An hour and another round of boarding calls later, I was still stranded in New York. I vowed not to leave LaGuardia unless I was on a flight to Detroit. I returned to the gate podium to request standby for another flight to Detroit. There the attendant informed me that a few of the Detroit flights had been canceled, that the remaining flights were all oversold, and that the next flight was at 7:50 p.m. It was 3:55 p.m.

For a moment, I considered returning to my loathsome dorm room. I had not eaten all day and the dining hall food that disgusted me the night before began to appeal to my empty belly. Then I remembered my allergy. I had to go home. I asked to be placed on standby anyway. The attendant advised me that I probably would not make it out of New York that night, but I ignored her. I was going home whether she and her cohorts wanted me to or not.

I slunk back across the terminal and claimed a corner near my gate. I tried to research for a paper that was due soon, but my hunger would not let me. So I entered a monk-like state. I meditated and I fasted. I was determined not to eat until I was in the Great Lakes state. Watching other travelers miss their flights gave me hope that I could profit from the misfortune of someone like me, but four hours was turning out to be longer than I recalled.

Finally, I abandoned my corner for a bathroom break. On my way, I saw a man that strikingly resembled one half of my favorite rap group, Outkast. I thought I was succumbing to delirium. However, on my way back I saw the same guy joking with the other half of the group and a very large bodyguard. I was not losing it after all.

INFORMATION SUPPLIED>
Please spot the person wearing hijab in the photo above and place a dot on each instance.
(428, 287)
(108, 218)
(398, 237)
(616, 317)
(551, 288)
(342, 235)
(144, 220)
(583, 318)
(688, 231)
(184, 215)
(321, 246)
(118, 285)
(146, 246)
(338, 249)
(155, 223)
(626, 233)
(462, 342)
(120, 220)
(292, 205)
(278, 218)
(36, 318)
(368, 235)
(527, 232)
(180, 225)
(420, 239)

INSTRUCTIONS>
[1] In the airport passage, what time was the next flight to Detroit?
[2] Shorten the paragraph of the airport passage that begins "For a moment, I considered," keeping its main facts.
[3] Write the next part of the airport passage, picking up right after its final sentence.

THE RESPONSES>
[1] 7:50 p.m.

[2] I briefly thought of going back to my hated dorm room, since after a day without food even the dining hall meals I had disliked seemed appealing. Remembering my allergy, I knew I had to go home. So I asked for standby anyway and ignored the attendant's warning that I probably wouldn't leave New York that night, determined to get home regardless.

[3]
The Outkast sighting as a sign from God. Music had gotten me into this mess and music was going to get me out of it. My first celebrity sighting in New York had occurred at this moment to show me that I my wish would be granted. It was Divine Order.

Boarding call for the 7:50 flight to Detroit finally rolled around. I was spent, but I managed to scrounge up some more faith and endure another round of general boarding. Finally, the gate attendant started to call names from the standby list. "Say My Name" by Destiny's Child played on repeat in my mind's CD player. And then he said it. He said my name! I scurried up to the gate podium and shoved my ID in the guy's face, wary of any more Marvin Johnson types. Then at last, the boarding pass was in my hands, and no one could take my seat from me. I was really going home this time.

I quickly tried to get a call through to my mom before boarding the flight, but I was too excited for my fingers to dial properly. As I took my place in line with the other nine standbys who had been rescued from LaGuardia, I cursed all of the gate attendants who had discouraged me during the day and thanked Outkast for choosing the 6:30 flight to Atlanta.

Relief washed over me as my plane lifted off the ground. I cried tears of joy for the first time in my life. Then I vowed never to listen to Kelis’ "In the Morning" before a flight ever again.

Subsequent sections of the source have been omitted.